_Consigne écrite a:_
Résumez en deux phrases le texte sur la bande dessinée consacrée à Shanna.

_Extrait fourni:_
★ ★ ★ ★

Par Oldies But Goodies j’entends de vieilles lectures qui gardent leur charme. Mais je n’ai jamais dis que dans cette rubrique je n’aborderait que des comics où ce charme était volontaire. Accrochez-vous car cette plongée dans la jungle va prendre des allures d’un film de Max Pecas… On ne comprendra jamais comment Marvel a eu le culot de copier la rousse Sheena (vénérable reine de la jungle depuis les années trente) pour en faire un personnage si similaire mais on peut deviner sans trop de problème d’où vient la volonté. A l’époque il y avait chez Marvel plusieurs fans de l’Age d’Or. Roy Thomas, devenu l’éditeur-en-chef, n’était pas du genre à reculer quand il pouvait ressusciter un concept oublié (Vision, Yellowjacket, Black Knight et quelques autres encore doivent tous leurs noms à de vieux héros des années 40). Et Thomas n’était pas seul: celui qui signe la jolie couverture de l’épisode n’est autre que Jim Steranko (dommage qu’à l’époque Marvel avait prit l’habitude de les saccager en collant un gros pavé de couleur dans la partie haute, façon EC Comics). Et Steranko étant un véritable historien des comics, il savait très bien qui était Sheena et la nature de sa ressemblance frappante avec Shanna. D’ailleurs quand on connaît un peu l’histoire de la « grand-mère de Shanna », on trouve à la Shanna de Steranko un petit air d’Irish McCalla, l’actrice vedette du feuilleton télévisé de Sheena dans les années 50. Peut-être est-ce pour éviter que la ressemblance soit totale que Steranko alla coller ce bandana vert dans la tête de sa Shanna, allez savoir…
Tout commence par une émeute entre des esclavagistes arabes et une tribu d’hommes noirs qu’ils sont visiblement en train de capturer. Au passage on notera la tenue de ces fiers guerriers noirs telle qu’imaginée par Ross Andru: ils sont tous dans des slips aussi bien taillés que s’ils provenaient d’une panoplie des Quatre Fantastiques. Pendant ce temps, Shanna ignore complètement que dans la jungle les guerriers portent des slips DIM. Non, elle, elle se fait bronzer dans la réserve qu’elle habite, avec le garde-chasse qui la reluque sans même se cacher. Mais arrive une jeep avec un agent du SHIELD, Jakuna Singh. Un agent indien (d’Inde, pas d’Amérique), en pleine Afrique, portant la coiffe traditionnelle de son peuple et tout et tout. Oui, après tout, Nick Fury se déplace bien partout à travers le monde et une blonde d’ascendance irlandaise est bien en train de se faire bronzer dans la jungle, alors pourquoi pas. En 1973, c’est déjà l’heure du « village global ». Ce qui est juste déstabilisant c’est le soin avec lequel les caractéristiques ethniques des esclavagistes, de leurs victimes et de l’agent du SHIELD ont été soulignées. Ce qui fait qu’à un moment on ne sait plus très bien où Shanna est en train de bronzer.

★ ★ ★ ★

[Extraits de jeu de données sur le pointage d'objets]
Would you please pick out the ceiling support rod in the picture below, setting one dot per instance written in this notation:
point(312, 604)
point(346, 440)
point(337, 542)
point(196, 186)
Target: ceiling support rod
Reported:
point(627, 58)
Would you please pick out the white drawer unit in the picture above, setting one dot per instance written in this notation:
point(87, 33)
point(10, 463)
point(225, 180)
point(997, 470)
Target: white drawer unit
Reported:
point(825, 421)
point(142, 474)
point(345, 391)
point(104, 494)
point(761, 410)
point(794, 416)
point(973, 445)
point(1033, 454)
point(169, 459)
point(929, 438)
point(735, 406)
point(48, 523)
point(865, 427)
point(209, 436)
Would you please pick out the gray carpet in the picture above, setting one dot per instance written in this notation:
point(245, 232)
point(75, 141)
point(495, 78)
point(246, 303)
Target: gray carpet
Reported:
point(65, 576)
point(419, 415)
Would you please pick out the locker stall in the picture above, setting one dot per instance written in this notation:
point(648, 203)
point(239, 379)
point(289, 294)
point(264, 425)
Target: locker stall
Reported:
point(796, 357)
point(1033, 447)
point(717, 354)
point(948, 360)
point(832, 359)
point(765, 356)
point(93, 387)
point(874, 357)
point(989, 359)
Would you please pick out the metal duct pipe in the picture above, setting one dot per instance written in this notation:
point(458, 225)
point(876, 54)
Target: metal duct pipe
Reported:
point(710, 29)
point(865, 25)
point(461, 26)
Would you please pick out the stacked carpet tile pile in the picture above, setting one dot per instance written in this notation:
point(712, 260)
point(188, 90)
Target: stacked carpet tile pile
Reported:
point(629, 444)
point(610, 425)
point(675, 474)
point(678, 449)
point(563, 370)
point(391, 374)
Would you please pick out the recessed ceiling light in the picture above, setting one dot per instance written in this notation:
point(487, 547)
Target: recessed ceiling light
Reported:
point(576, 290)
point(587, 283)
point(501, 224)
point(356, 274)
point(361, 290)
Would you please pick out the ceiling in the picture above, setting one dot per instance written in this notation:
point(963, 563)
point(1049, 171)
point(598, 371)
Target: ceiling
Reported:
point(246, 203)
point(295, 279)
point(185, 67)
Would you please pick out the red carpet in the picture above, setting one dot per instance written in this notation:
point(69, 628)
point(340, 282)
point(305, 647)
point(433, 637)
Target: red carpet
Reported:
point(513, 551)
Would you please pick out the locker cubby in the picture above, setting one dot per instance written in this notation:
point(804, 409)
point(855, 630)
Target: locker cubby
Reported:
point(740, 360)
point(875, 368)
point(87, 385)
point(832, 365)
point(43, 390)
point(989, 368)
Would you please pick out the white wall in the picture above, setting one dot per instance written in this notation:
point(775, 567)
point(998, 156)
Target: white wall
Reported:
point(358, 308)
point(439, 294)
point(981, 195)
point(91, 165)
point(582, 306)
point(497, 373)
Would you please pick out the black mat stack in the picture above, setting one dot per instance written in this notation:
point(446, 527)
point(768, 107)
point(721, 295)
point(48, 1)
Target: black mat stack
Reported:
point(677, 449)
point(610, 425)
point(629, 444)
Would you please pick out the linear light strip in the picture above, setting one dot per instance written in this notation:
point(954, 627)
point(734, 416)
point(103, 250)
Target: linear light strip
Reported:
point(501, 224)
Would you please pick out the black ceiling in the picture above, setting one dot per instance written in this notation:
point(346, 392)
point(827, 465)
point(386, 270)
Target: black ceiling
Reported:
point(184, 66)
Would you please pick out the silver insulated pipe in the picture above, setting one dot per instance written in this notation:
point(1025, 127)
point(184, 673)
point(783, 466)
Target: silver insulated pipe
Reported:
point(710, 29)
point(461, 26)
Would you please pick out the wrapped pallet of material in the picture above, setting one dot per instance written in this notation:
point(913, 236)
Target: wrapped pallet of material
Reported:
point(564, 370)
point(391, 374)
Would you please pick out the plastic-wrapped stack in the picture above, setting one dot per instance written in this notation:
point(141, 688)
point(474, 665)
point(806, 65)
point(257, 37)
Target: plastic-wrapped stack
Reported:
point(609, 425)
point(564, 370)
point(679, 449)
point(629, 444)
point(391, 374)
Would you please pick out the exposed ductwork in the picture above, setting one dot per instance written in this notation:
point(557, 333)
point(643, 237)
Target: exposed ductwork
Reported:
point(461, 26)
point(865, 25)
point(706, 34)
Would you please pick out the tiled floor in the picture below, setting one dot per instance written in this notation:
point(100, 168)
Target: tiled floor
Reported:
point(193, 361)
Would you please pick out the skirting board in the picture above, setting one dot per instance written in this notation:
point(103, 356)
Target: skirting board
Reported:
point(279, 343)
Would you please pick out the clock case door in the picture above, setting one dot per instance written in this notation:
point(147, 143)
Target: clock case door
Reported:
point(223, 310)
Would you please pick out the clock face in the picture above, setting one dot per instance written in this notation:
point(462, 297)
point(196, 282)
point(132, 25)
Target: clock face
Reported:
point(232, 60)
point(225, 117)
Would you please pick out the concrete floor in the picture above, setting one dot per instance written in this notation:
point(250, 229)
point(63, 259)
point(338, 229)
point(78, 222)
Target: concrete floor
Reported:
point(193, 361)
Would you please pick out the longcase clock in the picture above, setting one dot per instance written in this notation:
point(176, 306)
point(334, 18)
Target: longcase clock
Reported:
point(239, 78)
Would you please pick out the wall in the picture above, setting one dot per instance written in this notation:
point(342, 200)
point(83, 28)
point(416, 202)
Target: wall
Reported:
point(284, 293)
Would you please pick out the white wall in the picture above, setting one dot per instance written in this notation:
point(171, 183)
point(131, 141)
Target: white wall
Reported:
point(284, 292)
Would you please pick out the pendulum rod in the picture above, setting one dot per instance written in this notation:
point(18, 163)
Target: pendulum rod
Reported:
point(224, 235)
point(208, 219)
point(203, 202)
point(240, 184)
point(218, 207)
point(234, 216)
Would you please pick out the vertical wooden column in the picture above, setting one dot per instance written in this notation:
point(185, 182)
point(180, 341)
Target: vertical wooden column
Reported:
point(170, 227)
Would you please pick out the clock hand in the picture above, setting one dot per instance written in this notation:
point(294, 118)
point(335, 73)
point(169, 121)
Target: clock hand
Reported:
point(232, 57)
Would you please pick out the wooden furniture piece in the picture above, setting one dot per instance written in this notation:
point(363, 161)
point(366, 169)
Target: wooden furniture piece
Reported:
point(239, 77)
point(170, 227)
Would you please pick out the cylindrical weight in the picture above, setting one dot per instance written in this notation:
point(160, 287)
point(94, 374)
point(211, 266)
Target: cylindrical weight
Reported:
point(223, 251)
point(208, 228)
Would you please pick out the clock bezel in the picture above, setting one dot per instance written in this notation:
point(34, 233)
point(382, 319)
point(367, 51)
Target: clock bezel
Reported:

★ ★ ★ ★

_Consigne écrite b:_
Recopiez à l'identique tout le passage des lignes allant de celle qui contient « Would you please pick out the wooden » jusqu'à la fin des lignes, ces deux limites comprises.

_Réponse complète a:_
Marvel a créé Shanna en copiant de très près Sheena, reine de la jungle depuis les années trente, sous l'impulsion de fans de l'Âge d'Or comme Roy Thomas et Jim Steranko, qui signe la couverture de l'épisode. Le récit s'ouvre sur une émeute entre des esclavagistes arabes et une tribu de guerriers noirs, tandis que Shanna bronze dans sa réserve jusqu'à l'arrivée de Jakuna Singh, un agent indien du SHIELD.

_Réponse complète b:_
Would you please pick out the wooden furniture piece in the picture above, setting one dot per instance written in this notation:
point(363, 161)
point(366, 169)
Target: wooden furniture piece
Reported:
point(239, 77)
point(170, 227)
Would you please pick out the cylindrical weight in the picture above, setting one dot per instance written in this notation:
point(160, 287)
point(94, 374)
point(211, 266)
Target: cylindrical weight
Reported:
point(223, 251)
point(208, 228)
Would you please pick out the clock bezel in the picture above, setting one dot per instance written in this notation:
point(34, 233)
point(382, 319)
point(367, 51)
Target: clock bezel
Reported:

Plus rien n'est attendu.